:: Exercise aim ::
Restate word for word the lines of the entries below, starting with the line that holds "Pick out every instance of the black tire" and ending with the line that holds "Target: red ford bronco sport suv", and no others.

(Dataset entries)
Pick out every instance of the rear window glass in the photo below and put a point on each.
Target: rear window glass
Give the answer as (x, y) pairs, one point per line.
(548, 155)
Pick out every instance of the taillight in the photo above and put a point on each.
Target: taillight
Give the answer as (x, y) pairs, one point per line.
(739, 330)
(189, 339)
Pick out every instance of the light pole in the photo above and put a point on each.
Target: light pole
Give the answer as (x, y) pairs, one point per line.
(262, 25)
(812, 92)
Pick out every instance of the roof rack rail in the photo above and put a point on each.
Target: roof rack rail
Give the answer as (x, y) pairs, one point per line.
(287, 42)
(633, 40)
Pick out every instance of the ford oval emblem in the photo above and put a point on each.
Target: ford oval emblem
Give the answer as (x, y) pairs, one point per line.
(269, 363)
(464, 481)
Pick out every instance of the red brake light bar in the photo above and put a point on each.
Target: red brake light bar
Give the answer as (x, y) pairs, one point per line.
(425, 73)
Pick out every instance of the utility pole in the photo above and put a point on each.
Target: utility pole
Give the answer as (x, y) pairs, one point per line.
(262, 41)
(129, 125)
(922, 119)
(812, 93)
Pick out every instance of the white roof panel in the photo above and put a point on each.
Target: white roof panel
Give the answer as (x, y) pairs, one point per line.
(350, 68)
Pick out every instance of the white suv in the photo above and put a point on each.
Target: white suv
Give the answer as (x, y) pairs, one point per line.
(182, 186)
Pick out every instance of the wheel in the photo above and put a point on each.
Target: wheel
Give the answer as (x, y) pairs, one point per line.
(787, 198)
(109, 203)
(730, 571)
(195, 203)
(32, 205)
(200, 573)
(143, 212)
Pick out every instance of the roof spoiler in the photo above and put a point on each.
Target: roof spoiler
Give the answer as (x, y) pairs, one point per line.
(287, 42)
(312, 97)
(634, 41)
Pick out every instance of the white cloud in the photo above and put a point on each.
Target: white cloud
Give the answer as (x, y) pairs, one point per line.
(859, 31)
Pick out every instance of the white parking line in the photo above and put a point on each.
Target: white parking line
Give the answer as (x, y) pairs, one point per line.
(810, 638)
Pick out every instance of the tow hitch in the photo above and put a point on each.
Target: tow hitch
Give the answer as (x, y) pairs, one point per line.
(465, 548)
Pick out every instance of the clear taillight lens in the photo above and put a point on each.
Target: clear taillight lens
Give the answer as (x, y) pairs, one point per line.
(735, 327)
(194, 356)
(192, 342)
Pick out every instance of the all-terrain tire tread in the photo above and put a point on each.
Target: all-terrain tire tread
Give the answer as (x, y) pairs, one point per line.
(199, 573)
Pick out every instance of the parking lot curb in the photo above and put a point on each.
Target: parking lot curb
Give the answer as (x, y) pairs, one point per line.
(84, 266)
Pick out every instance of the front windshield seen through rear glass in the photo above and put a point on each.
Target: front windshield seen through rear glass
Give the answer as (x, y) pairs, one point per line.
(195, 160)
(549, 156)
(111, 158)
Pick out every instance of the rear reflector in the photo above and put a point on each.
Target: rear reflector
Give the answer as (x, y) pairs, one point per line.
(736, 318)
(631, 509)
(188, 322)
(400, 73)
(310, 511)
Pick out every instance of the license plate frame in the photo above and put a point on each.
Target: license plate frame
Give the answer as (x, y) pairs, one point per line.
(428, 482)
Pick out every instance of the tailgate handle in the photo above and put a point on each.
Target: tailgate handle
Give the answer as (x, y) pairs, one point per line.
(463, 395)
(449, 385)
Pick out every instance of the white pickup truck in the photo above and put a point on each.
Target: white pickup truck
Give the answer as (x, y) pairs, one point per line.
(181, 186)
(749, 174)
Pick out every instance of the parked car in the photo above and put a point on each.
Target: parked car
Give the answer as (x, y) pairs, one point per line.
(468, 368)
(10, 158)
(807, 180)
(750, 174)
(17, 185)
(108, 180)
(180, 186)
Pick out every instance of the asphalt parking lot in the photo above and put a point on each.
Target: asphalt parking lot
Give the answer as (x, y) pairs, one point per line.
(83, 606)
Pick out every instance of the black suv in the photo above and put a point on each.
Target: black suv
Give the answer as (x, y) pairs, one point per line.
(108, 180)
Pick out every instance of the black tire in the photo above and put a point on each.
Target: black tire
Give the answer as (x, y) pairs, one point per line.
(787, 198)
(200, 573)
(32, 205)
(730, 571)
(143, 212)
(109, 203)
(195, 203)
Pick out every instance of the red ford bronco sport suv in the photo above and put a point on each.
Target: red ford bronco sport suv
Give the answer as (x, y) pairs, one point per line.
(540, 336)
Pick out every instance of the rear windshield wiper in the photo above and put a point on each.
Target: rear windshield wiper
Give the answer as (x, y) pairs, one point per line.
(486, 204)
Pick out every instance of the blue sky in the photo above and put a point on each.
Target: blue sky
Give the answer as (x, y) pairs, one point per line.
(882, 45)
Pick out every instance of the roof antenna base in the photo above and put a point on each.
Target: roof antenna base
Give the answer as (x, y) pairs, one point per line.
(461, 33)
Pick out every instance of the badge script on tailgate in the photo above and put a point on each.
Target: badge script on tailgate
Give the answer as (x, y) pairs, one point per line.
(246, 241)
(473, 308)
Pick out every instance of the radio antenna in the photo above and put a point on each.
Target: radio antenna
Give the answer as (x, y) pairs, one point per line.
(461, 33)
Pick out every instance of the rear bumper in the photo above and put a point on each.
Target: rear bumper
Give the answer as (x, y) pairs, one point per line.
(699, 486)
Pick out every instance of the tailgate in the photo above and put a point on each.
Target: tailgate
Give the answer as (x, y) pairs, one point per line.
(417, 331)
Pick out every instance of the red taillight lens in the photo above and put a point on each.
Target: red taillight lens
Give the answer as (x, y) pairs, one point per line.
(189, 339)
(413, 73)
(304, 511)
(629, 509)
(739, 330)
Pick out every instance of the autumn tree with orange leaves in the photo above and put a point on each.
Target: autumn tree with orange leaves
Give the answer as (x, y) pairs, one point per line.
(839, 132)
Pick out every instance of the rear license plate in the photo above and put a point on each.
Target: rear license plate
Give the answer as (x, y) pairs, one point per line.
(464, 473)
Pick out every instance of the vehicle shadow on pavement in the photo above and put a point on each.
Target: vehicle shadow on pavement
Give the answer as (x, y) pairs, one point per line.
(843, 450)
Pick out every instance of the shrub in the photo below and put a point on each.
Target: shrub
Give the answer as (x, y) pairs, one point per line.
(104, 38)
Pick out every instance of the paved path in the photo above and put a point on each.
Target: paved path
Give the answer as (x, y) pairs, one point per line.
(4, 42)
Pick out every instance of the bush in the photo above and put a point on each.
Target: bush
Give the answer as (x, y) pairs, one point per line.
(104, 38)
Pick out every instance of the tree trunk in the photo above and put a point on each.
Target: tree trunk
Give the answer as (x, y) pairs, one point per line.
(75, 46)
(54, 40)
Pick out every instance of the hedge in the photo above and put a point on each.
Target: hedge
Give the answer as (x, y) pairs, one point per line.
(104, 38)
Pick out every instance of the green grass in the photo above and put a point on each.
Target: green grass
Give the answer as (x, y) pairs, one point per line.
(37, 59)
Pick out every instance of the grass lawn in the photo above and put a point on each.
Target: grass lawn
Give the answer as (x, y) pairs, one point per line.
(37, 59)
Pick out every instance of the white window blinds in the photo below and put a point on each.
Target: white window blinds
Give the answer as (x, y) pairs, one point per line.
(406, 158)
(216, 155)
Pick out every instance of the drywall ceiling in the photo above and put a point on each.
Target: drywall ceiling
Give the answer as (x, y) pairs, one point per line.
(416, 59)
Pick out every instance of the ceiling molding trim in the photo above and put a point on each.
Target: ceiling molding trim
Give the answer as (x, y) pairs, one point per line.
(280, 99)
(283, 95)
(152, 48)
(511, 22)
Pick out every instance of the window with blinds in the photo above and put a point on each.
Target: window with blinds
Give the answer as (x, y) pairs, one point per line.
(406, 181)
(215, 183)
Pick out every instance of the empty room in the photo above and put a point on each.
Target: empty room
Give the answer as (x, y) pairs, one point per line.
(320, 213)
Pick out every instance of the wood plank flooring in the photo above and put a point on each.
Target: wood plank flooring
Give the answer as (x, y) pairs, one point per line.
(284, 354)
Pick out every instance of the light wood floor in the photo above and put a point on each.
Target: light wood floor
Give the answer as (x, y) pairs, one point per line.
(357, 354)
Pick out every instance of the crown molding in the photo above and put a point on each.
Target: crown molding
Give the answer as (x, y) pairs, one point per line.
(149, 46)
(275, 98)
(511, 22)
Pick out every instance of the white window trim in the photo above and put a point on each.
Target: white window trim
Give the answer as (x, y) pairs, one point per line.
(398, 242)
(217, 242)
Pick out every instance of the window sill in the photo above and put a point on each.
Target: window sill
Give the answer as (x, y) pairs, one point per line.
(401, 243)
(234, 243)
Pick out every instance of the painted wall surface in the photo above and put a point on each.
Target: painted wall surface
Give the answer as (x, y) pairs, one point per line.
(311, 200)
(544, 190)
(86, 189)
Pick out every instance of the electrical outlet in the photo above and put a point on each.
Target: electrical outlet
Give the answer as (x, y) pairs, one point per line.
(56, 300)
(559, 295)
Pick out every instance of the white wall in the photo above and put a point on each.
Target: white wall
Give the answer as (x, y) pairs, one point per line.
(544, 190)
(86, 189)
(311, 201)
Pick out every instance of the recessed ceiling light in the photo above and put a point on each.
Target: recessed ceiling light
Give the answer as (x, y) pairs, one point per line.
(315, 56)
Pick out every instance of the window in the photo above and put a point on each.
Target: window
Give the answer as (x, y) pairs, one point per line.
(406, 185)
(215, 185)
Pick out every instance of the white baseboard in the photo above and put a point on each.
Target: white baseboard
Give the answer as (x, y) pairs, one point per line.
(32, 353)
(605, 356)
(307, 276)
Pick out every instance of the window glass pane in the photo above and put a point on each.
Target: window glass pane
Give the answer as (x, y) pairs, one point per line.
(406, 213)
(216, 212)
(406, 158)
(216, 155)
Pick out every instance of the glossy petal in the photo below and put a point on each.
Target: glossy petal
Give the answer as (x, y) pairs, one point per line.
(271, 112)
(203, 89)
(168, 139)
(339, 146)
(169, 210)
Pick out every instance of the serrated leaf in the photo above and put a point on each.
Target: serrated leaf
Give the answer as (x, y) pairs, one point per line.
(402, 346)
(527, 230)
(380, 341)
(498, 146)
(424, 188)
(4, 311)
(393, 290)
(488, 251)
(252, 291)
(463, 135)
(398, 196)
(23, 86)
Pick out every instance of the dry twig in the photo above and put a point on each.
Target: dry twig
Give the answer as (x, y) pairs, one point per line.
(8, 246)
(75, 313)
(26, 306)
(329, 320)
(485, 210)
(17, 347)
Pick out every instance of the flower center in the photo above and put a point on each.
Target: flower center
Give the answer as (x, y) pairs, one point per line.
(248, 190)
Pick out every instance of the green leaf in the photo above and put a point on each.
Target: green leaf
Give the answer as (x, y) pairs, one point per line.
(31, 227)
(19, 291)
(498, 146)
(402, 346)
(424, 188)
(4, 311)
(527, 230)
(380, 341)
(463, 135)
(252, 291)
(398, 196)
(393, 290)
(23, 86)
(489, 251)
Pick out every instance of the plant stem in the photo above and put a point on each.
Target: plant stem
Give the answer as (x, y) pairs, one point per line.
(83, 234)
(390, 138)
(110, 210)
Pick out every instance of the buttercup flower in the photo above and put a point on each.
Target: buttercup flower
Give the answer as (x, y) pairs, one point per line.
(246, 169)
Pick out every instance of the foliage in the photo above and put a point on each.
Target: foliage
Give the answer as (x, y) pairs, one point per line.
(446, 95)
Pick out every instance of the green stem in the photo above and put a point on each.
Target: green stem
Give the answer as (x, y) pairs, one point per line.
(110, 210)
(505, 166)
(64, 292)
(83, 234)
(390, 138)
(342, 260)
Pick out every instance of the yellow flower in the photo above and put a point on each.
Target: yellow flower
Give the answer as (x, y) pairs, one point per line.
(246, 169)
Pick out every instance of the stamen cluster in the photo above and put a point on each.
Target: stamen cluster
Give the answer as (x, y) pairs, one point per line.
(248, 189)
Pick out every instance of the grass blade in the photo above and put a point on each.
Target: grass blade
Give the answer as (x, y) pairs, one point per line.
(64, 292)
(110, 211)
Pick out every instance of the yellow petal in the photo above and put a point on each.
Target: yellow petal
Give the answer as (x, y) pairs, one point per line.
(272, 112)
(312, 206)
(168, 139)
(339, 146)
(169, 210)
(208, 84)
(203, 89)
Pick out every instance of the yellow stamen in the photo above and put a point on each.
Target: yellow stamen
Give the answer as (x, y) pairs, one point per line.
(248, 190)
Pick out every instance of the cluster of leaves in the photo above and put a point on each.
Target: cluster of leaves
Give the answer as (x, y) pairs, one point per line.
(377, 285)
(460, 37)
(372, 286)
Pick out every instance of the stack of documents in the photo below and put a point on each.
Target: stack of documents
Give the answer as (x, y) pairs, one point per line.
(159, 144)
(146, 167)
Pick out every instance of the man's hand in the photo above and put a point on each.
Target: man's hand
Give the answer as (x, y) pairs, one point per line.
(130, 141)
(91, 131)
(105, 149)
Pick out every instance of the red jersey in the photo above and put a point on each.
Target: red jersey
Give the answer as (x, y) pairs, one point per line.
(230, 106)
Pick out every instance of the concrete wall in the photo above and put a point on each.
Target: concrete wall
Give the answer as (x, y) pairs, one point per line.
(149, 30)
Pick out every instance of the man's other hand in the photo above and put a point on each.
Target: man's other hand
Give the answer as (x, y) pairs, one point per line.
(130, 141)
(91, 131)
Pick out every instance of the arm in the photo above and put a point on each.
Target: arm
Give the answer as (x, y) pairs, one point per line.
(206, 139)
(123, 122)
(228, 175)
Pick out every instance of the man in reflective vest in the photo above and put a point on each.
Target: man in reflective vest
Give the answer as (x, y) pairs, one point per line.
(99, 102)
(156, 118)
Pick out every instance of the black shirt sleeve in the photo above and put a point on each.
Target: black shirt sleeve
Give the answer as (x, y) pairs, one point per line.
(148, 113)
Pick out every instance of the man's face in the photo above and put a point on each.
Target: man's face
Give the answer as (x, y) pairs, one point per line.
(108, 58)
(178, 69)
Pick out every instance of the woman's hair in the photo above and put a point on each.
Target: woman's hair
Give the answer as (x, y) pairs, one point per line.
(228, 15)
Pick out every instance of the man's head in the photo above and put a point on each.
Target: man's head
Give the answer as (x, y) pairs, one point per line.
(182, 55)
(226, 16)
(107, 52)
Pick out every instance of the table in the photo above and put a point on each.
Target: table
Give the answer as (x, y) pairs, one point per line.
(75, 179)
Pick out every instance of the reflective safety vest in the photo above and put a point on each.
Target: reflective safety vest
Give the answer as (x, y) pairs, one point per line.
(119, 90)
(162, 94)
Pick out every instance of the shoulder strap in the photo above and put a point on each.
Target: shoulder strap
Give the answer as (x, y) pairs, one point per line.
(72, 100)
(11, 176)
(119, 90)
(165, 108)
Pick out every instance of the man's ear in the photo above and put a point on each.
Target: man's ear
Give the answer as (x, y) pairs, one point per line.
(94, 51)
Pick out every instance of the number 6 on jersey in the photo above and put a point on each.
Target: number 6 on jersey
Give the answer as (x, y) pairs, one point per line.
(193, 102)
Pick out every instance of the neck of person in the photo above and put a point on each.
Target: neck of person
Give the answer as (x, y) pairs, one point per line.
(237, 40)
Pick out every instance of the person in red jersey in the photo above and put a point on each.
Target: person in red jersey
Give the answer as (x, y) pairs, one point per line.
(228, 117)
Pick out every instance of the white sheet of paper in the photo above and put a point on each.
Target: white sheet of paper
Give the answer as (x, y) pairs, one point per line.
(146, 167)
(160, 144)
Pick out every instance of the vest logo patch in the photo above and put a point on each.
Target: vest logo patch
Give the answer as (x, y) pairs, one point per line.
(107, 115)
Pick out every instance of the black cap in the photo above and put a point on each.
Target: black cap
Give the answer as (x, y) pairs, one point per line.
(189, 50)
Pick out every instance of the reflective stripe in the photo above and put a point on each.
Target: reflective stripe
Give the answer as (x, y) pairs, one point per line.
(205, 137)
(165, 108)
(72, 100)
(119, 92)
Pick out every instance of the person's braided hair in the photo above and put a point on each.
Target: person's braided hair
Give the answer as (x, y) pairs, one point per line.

:: Reply ::
Pick out every instance of the black tire in the photo above and put a point on each.
Target: black tire
Give the answer as (x, y) pairs, one point per line.
(787, 198)
(200, 573)
(32, 205)
(730, 571)
(143, 212)
(109, 203)
(195, 203)
Pick out every instance of the red ford bronco sport suv in the photo above and put a point on each.
Target: red ford bronco sport suv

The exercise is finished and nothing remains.